** ACTION ITEM **
When you copy the entries, keep every word exactly as it is and drop the images.

--------------------

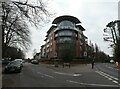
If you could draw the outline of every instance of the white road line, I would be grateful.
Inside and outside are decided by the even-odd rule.
[[[89,83],[80,83],[76,81],[71,81],[71,80],[66,80],[67,82],[70,83],[76,83],[76,84],[81,84],[81,85],[90,85],[90,86],[104,86],[104,87],[118,87],[118,85],[102,85],[102,84],[89,84]]]
[[[110,76],[110,75],[108,75],[108,74],[106,74],[106,73],[104,73],[104,72],[102,72],[102,71],[101,71],[101,73],[103,73],[103,74],[105,74],[106,76],[111,77],[111,78],[113,78],[113,79],[115,79],[115,80],[119,80],[118,78],[115,78],[115,77],[113,77],[113,76]]]
[[[114,80],[113,82],[114,82],[114,83],[118,83],[118,81],[115,81],[115,80]]]
[[[31,69],[32,71],[34,71],[34,69]],[[44,77],[44,76],[46,76],[46,77],[49,77],[49,78],[54,78],[53,76],[50,76],[50,75],[47,75],[47,74],[44,74],[44,73],[41,73],[41,72],[37,72],[38,74],[41,74],[42,76],[42,78]]]
[[[44,73],[41,73],[41,72],[37,72],[38,74],[41,74],[42,76],[46,76],[46,77],[49,77],[49,78],[54,78],[53,76],[50,76],[50,75],[47,75],[47,74],[44,74]]]
[[[116,84],[119,85],[118,78],[110,76],[110,75],[108,75],[108,74],[106,74],[106,73],[104,73],[102,71],[95,71],[95,72],[98,73],[98,74],[100,74],[100,75],[102,75],[103,77],[107,78],[108,80],[111,80],[112,82],[114,82],[114,83],[116,83]]]
[[[105,76],[104,74],[102,74],[100,71],[95,71],[95,72],[97,72],[99,75],[101,75],[101,76],[103,76],[103,77],[105,77],[105,78],[109,78],[108,76]],[[111,78],[110,78],[111,79]],[[112,79],[111,79],[112,80]]]
[[[68,74],[68,73],[62,73],[62,72],[54,72],[56,74],[62,74],[62,75],[69,75],[69,76],[73,76],[73,74]]]
[[[110,69],[114,69],[113,67],[109,67],[109,66],[108,66],[108,68],[110,68]]]
[[[111,78],[108,78],[109,80],[112,80]]]
[[[113,77],[111,75],[108,75],[108,74],[106,74],[106,73],[104,73],[102,71],[95,71],[95,72],[97,72],[97,73],[99,73],[99,74],[101,74],[103,76],[107,76],[108,78],[112,78],[112,79],[117,80],[117,81],[119,80],[118,78],[115,78],[115,77]]]
[[[73,74],[73,76],[77,77],[77,76],[81,76],[81,74]]]
[[[69,73],[63,73],[63,72],[54,72],[56,74],[61,74],[61,75],[68,75],[68,76],[81,76],[81,74],[69,74]]]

--------------------

** EXERCISE ANSWER **
If you could draw the outline of every instance of the white road line, I would be grateful.
Inside and outside are decided by the even-odd rule.
[[[89,83],[80,83],[76,81],[71,81],[71,80],[66,80],[67,82],[70,83],[76,83],[76,84],[81,84],[81,85],[90,85],[90,86],[104,86],[104,87],[118,87],[118,85],[102,85],[102,84],[89,84]]]
[[[110,76],[110,75],[108,75],[108,74],[106,74],[106,73],[104,73],[104,72],[102,72],[102,71],[101,71],[101,73],[103,73],[103,74],[105,74],[106,76],[111,77],[111,78],[113,78],[113,79],[115,79],[115,80],[119,80],[118,78],[115,78],[115,77],[113,77],[113,76]]]
[[[114,80],[113,82],[114,82],[114,83],[118,83],[118,81],[115,81],[115,80]]]
[[[31,69],[32,71],[34,71],[34,69]],[[44,77],[44,76],[46,76],[46,77],[49,77],[49,78],[54,78],[53,76],[50,76],[50,75],[47,75],[47,74],[44,74],[44,73],[41,73],[41,72],[37,72],[38,74],[41,74],[42,76],[42,78]]]
[[[44,73],[41,73],[41,72],[37,72],[38,74],[41,74],[42,76],[46,76],[46,77],[49,77],[49,78],[54,78],[53,76],[50,76],[50,75],[47,75],[47,74],[44,74]]]
[[[116,84],[119,85],[118,78],[110,76],[110,75],[108,75],[108,74],[106,74],[106,73],[104,73],[102,71],[95,71],[95,72],[98,73],[98,74],[100,74],[100,75],[102,75],[103,77],[107,78],[108,80],[111,80],[112,82],[114,82],[114,83],[116,83]]]
[[[105,76],[104,74],[102,74],[100,71],[95,71],[95,72],[97,72],[99,75],[101,75],[101,76],[103,76],[103,77],[105,77],[105,78],[109,78],[108,76]],[[111,78],[110,78],[111,79]],[[112,79],[111,79],[112,80]]]
[[[68,74],[68,73],[62,73],[62,72],[54,72],[56,74],[62,74],[62,75],[69,75],[69,76],[73,76],[73,74]]]
[[[110,69],[114,69],[113,67],[109,67],[109,66],[108,66],[108,68],[110,68]]]
[[[111,78],[108,78],[109,80],[112,80]]]
[[[113,77],[111,75],[108,75],[108,74],[106,74],[106,73],[104,73],[102,71],[95,71],[95,72],[97,72],[97,73],[99,73],[99,74],[101,74],[103,76],[107,76],[108,78],[112,78],[112,79],[117,80],[117,81],[119,80],[118,78],[115,78],[115,77]]]
[[[73,74],[73,76],[77,77],[77,76],[81,76],[81,74]]]
[[[69,73],[63,73],[63,72],[54,72],[56,74],[61,74],[61,75],[68,75],[68,76],[81,76],[81,74],[69,74]]]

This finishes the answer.